→ **Extrait de page**
______________________________

Féodor ou Théodore, autrement Fédor, son autre fils, lui succéda l'an 1588. Quatre ans après, érection du patriarchat de Russie. Voici comme la chose eut lieu.

En 1588, Jérémie II, patriarche de Constantinople, ayant été déposé par les Turcs, vint à Moscou pour implorer les bontés du czar; il crut se le rendre favorable en accordant à l'église russe quelque nouvelle prérogative. Il proposa d'élever le siége métropolitain de Moscou à la dignité de patriarche, à la suite des quatre patriarches d'Orient, et de le rendre indépendant de celui de Constantinople; le czar Fédor y consentit. Depuis ce temps, la Russie á eu son patriarche particulier jusqu'en 1703, où cette dignité fut abolie et remplacée par un synode perpétuel, que préside de nos jours un colonel de cavalerie, aide-de-camp de l'empereur.

______________________________

→ **Matériel de l'exercice**
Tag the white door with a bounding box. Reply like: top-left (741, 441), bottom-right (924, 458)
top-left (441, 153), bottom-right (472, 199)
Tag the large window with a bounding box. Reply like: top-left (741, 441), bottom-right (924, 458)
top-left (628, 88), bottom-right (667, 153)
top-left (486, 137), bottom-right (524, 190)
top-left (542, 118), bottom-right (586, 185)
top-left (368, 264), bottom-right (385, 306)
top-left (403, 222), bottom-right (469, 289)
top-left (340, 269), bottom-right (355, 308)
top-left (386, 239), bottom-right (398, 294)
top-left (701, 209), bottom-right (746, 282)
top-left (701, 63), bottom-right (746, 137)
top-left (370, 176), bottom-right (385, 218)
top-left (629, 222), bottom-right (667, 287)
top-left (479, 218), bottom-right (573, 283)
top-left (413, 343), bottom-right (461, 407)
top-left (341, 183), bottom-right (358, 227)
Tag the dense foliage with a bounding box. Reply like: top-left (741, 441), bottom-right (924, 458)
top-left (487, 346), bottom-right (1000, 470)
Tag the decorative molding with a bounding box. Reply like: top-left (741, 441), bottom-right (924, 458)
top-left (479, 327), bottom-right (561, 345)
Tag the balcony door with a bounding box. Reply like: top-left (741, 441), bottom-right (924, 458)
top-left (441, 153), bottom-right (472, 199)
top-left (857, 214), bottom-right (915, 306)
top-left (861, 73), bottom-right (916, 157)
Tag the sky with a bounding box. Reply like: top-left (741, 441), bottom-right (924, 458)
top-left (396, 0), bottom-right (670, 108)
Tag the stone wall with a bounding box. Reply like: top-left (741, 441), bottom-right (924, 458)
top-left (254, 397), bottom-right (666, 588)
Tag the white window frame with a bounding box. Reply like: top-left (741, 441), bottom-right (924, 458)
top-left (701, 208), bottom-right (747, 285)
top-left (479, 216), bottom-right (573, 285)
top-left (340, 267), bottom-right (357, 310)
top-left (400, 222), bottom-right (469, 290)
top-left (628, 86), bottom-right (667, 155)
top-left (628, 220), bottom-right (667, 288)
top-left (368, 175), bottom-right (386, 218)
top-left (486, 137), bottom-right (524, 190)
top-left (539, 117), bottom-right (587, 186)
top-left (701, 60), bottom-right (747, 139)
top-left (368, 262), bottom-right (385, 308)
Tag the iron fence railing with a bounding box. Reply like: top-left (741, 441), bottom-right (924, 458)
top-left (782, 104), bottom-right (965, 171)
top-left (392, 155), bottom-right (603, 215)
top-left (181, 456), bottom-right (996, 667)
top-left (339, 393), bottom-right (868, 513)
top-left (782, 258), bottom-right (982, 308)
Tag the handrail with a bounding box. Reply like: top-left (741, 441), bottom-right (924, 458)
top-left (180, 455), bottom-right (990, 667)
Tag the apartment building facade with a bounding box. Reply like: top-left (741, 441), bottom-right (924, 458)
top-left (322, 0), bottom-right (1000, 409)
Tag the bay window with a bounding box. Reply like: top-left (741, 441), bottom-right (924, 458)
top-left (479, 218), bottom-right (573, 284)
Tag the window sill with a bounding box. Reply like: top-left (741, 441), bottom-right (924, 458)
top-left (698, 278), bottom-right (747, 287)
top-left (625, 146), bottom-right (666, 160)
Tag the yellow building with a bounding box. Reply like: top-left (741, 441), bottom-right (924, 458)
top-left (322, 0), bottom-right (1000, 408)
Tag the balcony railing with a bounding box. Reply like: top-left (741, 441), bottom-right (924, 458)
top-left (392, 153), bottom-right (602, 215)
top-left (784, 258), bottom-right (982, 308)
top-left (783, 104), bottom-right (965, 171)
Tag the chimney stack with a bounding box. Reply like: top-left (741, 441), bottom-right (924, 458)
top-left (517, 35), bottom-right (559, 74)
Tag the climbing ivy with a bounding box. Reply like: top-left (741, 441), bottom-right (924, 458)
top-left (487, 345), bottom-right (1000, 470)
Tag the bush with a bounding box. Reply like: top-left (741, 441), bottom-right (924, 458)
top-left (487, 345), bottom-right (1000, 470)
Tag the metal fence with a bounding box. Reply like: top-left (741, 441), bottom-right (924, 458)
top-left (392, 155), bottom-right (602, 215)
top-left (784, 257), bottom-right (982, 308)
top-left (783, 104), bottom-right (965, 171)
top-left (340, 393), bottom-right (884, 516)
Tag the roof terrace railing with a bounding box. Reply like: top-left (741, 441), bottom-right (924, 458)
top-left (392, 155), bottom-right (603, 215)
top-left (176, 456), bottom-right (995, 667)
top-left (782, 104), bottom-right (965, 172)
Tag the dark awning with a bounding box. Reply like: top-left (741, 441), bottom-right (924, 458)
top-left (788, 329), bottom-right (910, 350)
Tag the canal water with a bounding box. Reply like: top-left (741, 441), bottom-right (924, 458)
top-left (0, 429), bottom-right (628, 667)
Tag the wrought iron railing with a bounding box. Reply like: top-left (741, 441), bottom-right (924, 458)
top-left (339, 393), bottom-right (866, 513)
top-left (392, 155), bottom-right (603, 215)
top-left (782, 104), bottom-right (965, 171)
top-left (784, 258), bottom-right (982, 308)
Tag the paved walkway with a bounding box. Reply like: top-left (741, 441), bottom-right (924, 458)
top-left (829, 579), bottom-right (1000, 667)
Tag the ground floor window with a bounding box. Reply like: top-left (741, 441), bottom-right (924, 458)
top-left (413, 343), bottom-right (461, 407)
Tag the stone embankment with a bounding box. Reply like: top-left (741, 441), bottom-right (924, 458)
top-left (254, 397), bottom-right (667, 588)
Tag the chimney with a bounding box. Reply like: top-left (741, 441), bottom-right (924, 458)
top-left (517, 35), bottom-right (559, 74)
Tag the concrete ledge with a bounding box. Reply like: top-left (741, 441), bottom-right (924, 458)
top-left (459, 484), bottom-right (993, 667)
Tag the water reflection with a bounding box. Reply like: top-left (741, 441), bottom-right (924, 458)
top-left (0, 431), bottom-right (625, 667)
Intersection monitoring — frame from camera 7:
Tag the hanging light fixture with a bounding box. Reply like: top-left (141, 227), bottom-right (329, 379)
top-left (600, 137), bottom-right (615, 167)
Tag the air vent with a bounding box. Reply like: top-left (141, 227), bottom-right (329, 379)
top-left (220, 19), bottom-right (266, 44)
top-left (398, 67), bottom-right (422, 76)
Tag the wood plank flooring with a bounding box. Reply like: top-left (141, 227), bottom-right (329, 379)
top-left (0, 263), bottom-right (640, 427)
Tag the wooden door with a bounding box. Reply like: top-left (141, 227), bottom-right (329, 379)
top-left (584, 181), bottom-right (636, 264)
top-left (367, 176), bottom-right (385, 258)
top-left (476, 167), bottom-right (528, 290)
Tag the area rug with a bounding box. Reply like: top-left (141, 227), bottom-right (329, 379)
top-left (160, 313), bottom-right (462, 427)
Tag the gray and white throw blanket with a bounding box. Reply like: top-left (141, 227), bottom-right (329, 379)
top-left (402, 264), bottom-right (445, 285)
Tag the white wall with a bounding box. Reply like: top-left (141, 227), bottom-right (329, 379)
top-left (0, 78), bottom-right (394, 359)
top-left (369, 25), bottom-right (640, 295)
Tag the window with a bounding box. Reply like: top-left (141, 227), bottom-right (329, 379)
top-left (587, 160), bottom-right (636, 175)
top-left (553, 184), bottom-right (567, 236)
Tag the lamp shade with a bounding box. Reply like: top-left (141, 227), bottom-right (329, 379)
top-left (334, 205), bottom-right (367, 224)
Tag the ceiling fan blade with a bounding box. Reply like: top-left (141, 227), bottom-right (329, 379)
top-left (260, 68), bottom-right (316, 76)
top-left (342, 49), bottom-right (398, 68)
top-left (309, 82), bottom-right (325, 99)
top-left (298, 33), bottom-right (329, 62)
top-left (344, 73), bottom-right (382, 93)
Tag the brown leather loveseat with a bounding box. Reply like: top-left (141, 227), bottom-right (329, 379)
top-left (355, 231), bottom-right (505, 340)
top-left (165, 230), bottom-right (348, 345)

______________________________

→ **Objectifs**
A: Recopiez intégralement, sans rien y changer, l'extrait sur le patriarcat de Russie.
B: Dans les entrées, commencez à la ligne qui contient "Tag the dense" et arrêtez-vous après celle qui contient "top-left (479, 327), bottom-right (561, 345)". Reportez toutes ces lignes sans exception, en ajoutant 74 à chaque coordonnée des réponses, et ne donnez rien d'autre.

→ **Réponses par tâche**
A:
Féodor ou Théodore, autrement Fédor, son autre fils, lui succéda l'an 1588. Quatre ans après, érection du patriarchat de Russie. Voici comme la chose eut lieu.

En 1588, Jérémie II, patriarche de Constantinople, ayant été déposé par les Turcs, vint à Moscou pour implorer les bontés du czar; il crut se le rendre favorable en accordant à l'église russe quelque nouvelle prérogative. Il proposa d'élever le siége métropolitain de Moscou à la dignité de patriarche, à la suite des quatre patriarches d'Orient, et de le rendre indépendant de celui de Constantinople; le czar Fédor y consentit. Depuis ce temps, la Russie á eu son patriarche particulier jusqu'en 1703, où cette dignité fut abolie et remplacée par un synode perpétuel, que préside de nos jours un colonel de cavalerie, aide-de-camp de l'empereur.

B:
Tag the dense foliage with a bounding box. Reply like: top-left (741, 441), bottom-right (924, 458)
top-left (561, 420), bottom-right (1074, 544)
Tag the decorative molding with a bounding box. Reply like: top-left (741, 441), bottom-right (924, 458)
top-left (553, 401), bottom-right (635, 419)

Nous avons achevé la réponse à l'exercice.